Task statement:
Leaving out every picture, quote the data below exactly as it appears.

★ ★ ★ ★ ★ ★ ★

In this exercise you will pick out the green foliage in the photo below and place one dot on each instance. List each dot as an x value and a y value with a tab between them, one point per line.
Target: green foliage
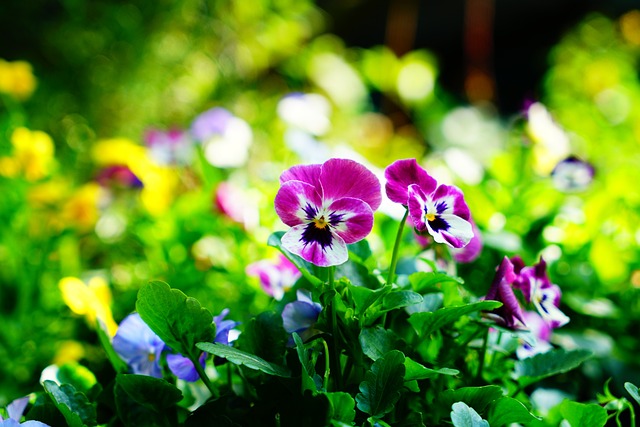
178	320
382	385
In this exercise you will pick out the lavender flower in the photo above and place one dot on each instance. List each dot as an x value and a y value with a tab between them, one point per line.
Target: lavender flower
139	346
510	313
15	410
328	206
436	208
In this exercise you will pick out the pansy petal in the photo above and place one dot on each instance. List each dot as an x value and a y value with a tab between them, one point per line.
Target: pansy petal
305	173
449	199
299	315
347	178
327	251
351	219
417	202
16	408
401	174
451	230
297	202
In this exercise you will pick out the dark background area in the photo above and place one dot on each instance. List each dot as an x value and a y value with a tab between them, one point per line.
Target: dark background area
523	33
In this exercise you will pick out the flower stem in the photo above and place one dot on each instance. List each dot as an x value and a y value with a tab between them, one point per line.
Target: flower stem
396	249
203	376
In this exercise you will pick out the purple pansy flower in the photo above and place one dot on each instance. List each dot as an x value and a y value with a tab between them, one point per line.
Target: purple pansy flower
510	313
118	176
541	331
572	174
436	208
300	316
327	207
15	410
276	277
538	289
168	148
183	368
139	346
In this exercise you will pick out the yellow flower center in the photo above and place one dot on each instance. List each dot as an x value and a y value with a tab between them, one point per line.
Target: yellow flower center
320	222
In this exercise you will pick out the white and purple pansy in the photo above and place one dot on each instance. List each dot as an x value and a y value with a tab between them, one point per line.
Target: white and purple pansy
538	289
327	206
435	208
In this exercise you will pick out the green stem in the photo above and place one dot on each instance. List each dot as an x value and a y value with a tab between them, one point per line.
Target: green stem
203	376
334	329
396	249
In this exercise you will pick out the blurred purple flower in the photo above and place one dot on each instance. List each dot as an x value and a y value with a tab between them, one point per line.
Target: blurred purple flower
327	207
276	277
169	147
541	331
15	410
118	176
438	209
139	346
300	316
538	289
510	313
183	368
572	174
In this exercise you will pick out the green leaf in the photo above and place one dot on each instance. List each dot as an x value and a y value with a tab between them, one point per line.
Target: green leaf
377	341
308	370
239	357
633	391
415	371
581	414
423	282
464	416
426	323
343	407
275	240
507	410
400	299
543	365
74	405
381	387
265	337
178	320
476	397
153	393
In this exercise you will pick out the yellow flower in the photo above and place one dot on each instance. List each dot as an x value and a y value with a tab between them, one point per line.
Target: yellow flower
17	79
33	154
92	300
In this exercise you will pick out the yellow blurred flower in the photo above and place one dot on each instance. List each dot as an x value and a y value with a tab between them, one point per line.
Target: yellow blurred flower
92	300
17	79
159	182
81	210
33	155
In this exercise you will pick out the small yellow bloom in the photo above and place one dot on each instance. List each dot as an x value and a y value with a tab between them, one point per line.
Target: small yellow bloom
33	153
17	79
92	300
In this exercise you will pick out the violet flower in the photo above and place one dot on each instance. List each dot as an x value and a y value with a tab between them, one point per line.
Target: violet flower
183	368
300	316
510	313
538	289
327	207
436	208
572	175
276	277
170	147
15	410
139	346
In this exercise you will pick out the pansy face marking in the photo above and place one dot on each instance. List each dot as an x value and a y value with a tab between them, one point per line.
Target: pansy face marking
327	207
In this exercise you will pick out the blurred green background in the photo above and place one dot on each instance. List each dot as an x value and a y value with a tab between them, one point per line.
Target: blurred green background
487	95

★ ★ ★ ★ ★ ★ ★

Exercise solution:
In this exercise you will pick out the green foliage in the photo below and place one dot on each instance. List each dot as an x value and a y value with a tab between them, one point per line.
Target: green foliage
178	320
382	385
In this exercise you will pick out the lavender flower in the photo above and place one dot on each instance. List each dot as an x value and a y value with a tab between them, one point per line.
Target: lavender flower
139	346
510	313
15	410
328	206
436	208
In this exercise you will pick out the pansy petal in the photo above and place one dot on each instance. List each dot as an x value and a y value with a tab between them, one point per line.
Target: pansy petal
305	173
449	199
299	315
347	178
327	251
351	219
417	202
16	408
401	174
451	230
297	202
In this exercise you will pick out the dark background area in the photo above and place one dot on each instance. List each dot as an x value and a y value with a tab between them, one point per line.
Target: dark background area
523	33
In this exercise you will pick out the flower stem in the photo above and place one dot on each instance. List each dot as an x value and a y value with a tab between them, one point per line.
Target: flower stem
396	249
203	376
In this exercise you will pick out the purple pansy flower in the photo above and place one dot on each instance. List each dot as an x value and a y value with a tab between them, one point per line.
Target: purple pansy flower
510	313
118	176
541	331
572	174
436	208
300	316
327	207
15	410
276	277
538	289
168	148
183	368
139	346
In this exercise you will pick out the yellow flower center in the photo above and place one dot on each instance. List each dot as an x value and a y value with a tab between them, one point per line.
Target: yellow flower center
320	222
In this exercise you will pick out the white and purple pansy in the photo above and place one dot on each instance. List each dot as an x value and a y value with a tab between them, one point per line.
Target: white and purple pansy
538	289
327	206
435	208
In this exercise you will pick out the green stem in the photo above and place one dot on each instance. List each dot as an x value and a y value with a tab between them, one point per line.
Target: green stem
203	376
334	329
396	249
In this exercise you will pick out the blurred purple flower in the photo above and place one dot on each instance. List each dot as an x value and a y value with a tab between them, one point per line.
Target: blurred purple flower
327	207
276	277
169	147
541	331
15	410
118	176
438	209
139	346
300	316
538	289
510	313
183	368
572	174
In this exercise you will pick out the green leaf in the photo above and place one dot on each instance. List each dot as an x value and a y value with a tab between them, one point per line.
Target: green leaf
377	341
308	370
239	357
633	391
415	371
581	414
423	282
464	416
426	323
343	407
275	240
507	410
400	299
543	365
74	405
381	387
265	337
178	320
476	397
153	393
In this exercise you will pick out the yellow flower in the photo above and place one dot on each instance. List each dot as an x value and a y value with a tab between them, one point per line.
Target: yellow flower
17	79
33	154
92	300
In this exercise you will pick out the yellow blurred flower in the photo above and place one dot on each instance. List each dot as an x value and a y value with a tab between them, one point per line.
Target: yellow blurred flower
92	300
17	79
159	182
81	210
33	155
In this exercise you will pick out the small yellow bloom in the photo above and place one dot on each instance. List each dot as an x value and a y value with a tab between them, one point per line.
Target: small yellow bloom
33	153
17	79
92	300
In this exercise you will pick out the violet flower in the photo above and place one dot on each instance. List each dot as an x value and a y value with a tab between them, one point per line.
Target: violet flower
183	368
300	316
510	313
538	289
327	207
436	208
572	175
276	277
170	147
15	410
139	346
In this exercise you will pick out the pansy face marking in the photo above and place one dot on each instance. List each dot as an x value and a y value with a tab between them, one point per line.
Target: pansy face marking
327	207
In this exercise you will pick out the blurred green background in the photo above and place one dot on each instance. List each dot as an x value and a y value with a tab between them, one point per line.
Target: blurred green background
487	95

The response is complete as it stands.